(INSTRUCTION): Reproduce all of the material below line for line, with nothing altered, added, or left out.

(DATASET ROWS):
_____

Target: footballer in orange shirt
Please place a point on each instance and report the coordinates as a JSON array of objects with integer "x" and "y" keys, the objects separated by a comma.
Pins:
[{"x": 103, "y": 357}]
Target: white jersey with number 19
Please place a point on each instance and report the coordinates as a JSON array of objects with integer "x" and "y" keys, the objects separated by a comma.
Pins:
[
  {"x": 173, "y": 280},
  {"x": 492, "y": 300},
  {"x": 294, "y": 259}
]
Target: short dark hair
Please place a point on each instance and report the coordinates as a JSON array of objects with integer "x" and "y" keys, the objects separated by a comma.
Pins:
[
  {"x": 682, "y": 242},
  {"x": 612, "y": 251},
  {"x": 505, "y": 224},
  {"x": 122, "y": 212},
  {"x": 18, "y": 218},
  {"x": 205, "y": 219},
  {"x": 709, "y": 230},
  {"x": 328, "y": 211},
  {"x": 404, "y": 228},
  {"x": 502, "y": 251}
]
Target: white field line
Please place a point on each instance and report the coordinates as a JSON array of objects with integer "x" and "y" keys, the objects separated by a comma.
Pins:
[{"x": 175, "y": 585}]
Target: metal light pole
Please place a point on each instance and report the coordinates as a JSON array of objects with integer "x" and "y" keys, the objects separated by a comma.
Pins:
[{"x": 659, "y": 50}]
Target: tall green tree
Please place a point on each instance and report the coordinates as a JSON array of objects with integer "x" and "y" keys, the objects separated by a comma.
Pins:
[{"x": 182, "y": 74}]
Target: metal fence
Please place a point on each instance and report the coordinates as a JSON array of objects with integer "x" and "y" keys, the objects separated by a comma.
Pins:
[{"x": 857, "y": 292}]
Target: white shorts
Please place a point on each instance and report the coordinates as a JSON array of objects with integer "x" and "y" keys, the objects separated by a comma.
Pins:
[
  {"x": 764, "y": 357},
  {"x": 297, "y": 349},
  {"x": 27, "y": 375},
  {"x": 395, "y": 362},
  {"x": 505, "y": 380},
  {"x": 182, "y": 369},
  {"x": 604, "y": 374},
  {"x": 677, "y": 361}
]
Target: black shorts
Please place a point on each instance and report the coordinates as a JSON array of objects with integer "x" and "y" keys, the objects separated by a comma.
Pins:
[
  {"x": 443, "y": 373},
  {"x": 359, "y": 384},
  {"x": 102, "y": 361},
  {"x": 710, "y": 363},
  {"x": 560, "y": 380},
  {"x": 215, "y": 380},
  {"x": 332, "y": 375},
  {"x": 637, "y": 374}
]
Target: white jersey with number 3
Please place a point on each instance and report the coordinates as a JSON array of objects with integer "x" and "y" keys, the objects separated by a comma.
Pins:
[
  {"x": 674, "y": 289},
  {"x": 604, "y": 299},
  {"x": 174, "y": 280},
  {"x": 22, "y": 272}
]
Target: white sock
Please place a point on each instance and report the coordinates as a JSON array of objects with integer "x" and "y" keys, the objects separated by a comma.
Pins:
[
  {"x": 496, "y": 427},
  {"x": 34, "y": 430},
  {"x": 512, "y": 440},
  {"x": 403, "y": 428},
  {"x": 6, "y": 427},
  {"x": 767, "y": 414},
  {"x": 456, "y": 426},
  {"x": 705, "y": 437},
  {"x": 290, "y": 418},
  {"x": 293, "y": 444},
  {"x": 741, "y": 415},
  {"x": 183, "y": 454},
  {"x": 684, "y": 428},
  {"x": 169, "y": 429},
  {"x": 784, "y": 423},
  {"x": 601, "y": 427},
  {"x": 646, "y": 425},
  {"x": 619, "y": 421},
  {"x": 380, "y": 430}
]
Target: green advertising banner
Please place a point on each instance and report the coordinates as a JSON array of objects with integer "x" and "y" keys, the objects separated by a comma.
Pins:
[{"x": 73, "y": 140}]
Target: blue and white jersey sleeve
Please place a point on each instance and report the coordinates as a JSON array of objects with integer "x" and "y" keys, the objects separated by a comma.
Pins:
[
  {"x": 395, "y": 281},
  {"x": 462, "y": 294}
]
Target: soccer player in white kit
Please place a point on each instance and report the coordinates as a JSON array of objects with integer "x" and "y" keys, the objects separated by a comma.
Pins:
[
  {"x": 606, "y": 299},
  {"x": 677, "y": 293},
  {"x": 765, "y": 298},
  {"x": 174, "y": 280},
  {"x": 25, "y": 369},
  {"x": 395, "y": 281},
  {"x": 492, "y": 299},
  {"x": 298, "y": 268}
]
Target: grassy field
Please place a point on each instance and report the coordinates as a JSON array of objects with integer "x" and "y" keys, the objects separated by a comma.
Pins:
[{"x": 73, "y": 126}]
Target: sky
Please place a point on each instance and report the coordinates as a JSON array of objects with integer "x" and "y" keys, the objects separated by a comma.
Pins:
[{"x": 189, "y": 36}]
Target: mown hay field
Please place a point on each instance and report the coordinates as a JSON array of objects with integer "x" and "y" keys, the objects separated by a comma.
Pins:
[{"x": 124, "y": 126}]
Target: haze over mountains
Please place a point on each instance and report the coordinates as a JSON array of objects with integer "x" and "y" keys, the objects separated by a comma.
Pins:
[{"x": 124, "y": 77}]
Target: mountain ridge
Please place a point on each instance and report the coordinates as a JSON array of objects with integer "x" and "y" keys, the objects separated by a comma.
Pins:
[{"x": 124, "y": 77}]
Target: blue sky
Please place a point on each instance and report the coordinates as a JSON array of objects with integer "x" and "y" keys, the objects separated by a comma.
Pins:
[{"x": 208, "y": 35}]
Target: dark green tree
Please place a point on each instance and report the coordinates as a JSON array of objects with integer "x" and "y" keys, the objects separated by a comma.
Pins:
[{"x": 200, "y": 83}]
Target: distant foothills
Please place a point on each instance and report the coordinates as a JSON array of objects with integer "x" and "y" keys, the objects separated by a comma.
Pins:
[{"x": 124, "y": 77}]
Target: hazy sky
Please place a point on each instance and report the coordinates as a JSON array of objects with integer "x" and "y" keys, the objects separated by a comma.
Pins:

_____

(REPLY):
Target: footballer in orange shirt
Please place a point on each instance and report the coordinates as a JSON array of objects with integer "x" and "y" keys, the objects separated by a comma.
Pins:
[{"x": 103, "y": 357}]
Target: white jersey with number 19
Please place a point on each instance and report the coordinates as a JSON array of objects with integer "x" and "y" keys, the objects separated by a comma.
Pins:
[
  {"x": 173, "y": 280},
  {"x": 492, "y": 300},
  {"x": 294, "y": 259}
]
Target: short dark hair
Please place a point on each instance and report the coordinates as a JSON array of objects with integer "x" and "y" keys, the objects separated by a comma.
Pins:
[
  {"x": 682, "y": 242},
  {"x": 612, "y": 251},
  {"x": 505, "y": 224},
  {"x": 122, "y": 212},
  {"x": 18, "y": 218},
  {"x": 205, "y": 219},
  {"x": 709, "y": 230},
  {"x": 328, "y": 211},
  {"x": 404, "y": 228},
  {"x": 502, "y": 251}
]
Target: white field line
Please place a point on each instance and report the coordinates as a JSON array of objects with integer "x" and "y" keys, the objects separated by a comma.
Pins:
[{"x": 175, "y": 585}]
Target: metal light pole
Please place a point on each instance and report the coordinates as a JSON array of objects with integer "x" and "y" keys, the objects separated by a comma.
Pins:
[{"x": 659, "y": 50}]
Target: tall green tree
Please place a point on each instance and report the coordinates as a JSON array of objects with integer "x" and "y" keys, the objects separated by a comma.
Pins:
[{"x": 182, "y": 74}]
Target: metal fence
Please place a point on each instance and report the coordinates as a JSON array of objects with integer "x" and "y" keys, the objects separated by a comma.
Pins:
[{"x": 857, "y": 292}]
Target: white shorts
Please place a point on each instance and report the coordinates as a JSON array of objects with integer "x" and "y" keys, the objects separated by a comma.
Pins:
[
  {"x": 764, "y": 357},
  {"x": 297, "y": 349},
  {"x": 27, "y": 375},
  {"x": 395, "y": 362},
  {"x": 505, "y": 380},
  {"x": 182, "y": 369},
  {"x": 604, "y": 374},
  {"x": 677, "y": 361}
]
Target: black shorts
Please place a point on each instance and report the coordinates as a JSON array of objects with integer "x" and "y" keys, the objects separated by a comma.
Pins:
[
  {"x": 443, "y": 373},
  {"x": 359, "y": 384},
  {"x": 102, "y": 361},
  {"x": 710, "y": 363},
  {"x": 560, "y": 380},
  {"x": 215, "y": 380},
  {"x": 332, "y": 375},
  {"x": 637, "y": 374}
]
Target: white jersey with number 3
Please place a point on each instance and report the coordinates as a JSON array of objects with integer "x" and "y" keys, the objects separated by a comma.
Pins:
[
  {"x": 674, "y": 289},
  {"x": 604, "y": 299},
  {"x": 174, "y": 280},
  {"x": 22, "y": 272}
]
Target: white sock
Please place a point on each instance and report the coordinates as a JSON array of objects with integer "x" and "y" keys, the objects separated by a comma.
Pins:
[
  {"x": 496, "y": 427},
  {"x": 34, "y": 430},
  {"x": 512, "y": 440},
  {"x": 403, "y": 428},
  {"x": 6, "y": 427},
  {"x": 767, "y": 414},
  {"x": 456, "y": 426},
  {"x": 705, "y": 437},
  {"x": 290, "y": 418},
  {"x": 293, "y": 444},
  {"x": 741, "y": 415},
  {"x": 183, "y": 454},
  {"x": 684, "y": 428},
  {"x": 169, "y": 429},
  {"x": 784, "y": 423},
  {"x": 601, "y": 427},
  {"x": 646, "y": 425},
  {"x": 619, "y": 421},
  {"x": 380, "y": 430}
]
Target: green advertising banner
Please place a point on each instance and report the coordinates as a JSON array of objects with integer "x" and "y" keys, the objects separated by a comma.
Pins:
[{"x": 73, "y": 140}]
Target: blue and white jersey sleeve
Please place a point on each instance and report the coordinates as a JSON array of objects with integer "x" and "y" keys, the objects separated by a comma.
Pins:
[
  {"x": 395, "y": 281},
  {"x": 462, "y": 294}
]
Target: soccer player in white kit
Please place a point on each instance and report the coordinates as a JSON array of objects with integer "x" and "y" keys, the objects separated by a comma.
Pins:
[
  {"x": 606, "y": 299},
  {"x": 677, "y": 293},
  {"x": 765, "y": 298},
  {"x": 174, "y": 280},
  {"x": 25, "y": 369},
  {"x": 395, "y": 281},
  {"x": 492, "y": 299},
  {"x": 298, "y": 268}
]
Target: grassy field
Please place a point on each instance and report the coordinates as a JSON array of objects with integer "x" and "y" keys, the objects separated by a comma.
Pins:
[{"x": 73, "y": 126}]
Target: sky
Please place a point on each instance and report the coordinates as a JSON array of objects with integer "x" and "y" keys, the objects separated by a comma.
Pins:
[{"x": 189, "y": 36}]
Target: mown hay field
Please place a point on each instance and report the coordinates as a JSON array of objects with integer "x" and "y" keys, the objects separated by a comma.
Pins:
[{"x": 124, "y": 126}]
Target: haze over mountains
Please place a point on each instance and report the coordinates as a JSON array of objects with integer "x" and "y" keys, the objects separated by a comma.
Pins:
[{"x": 124, "y": 77}]
Target: mountain ridge
Please place a point on each instance and report the coordinates as a JSON array of objects with integer "x" and "y" keys, the objects separated by a comma.
Pins:
[{"x": 124, "y": 77}]
Target: blue sky
Please place a point on each instance and report the coordinates as a JSON array of objects with integer "x" and "y" keys, the objects separated by a comma.
Pins:
[{"x": 208, "y": 35}]
Target: dark green tree
Please place a point on each instance and report the coordinates as a JSON array of objects with integer "x" and "y" keys, the objects separated by a comma.
Pins:
[{"x": 200, "y": 83}]
Target: distant foothills
Please place a point on each instance and report the coordinates as a JSON array of objects with integer "x" and "y" keys, the objects separated by a comma.
Pins:
[{"x": 124, "y": 77}]
Target: hazy sky
Please place a point on each instance and report the coordinates as a JSON array of objects with integer "x" and "y" keys, the objects separated by a comma.
Pins:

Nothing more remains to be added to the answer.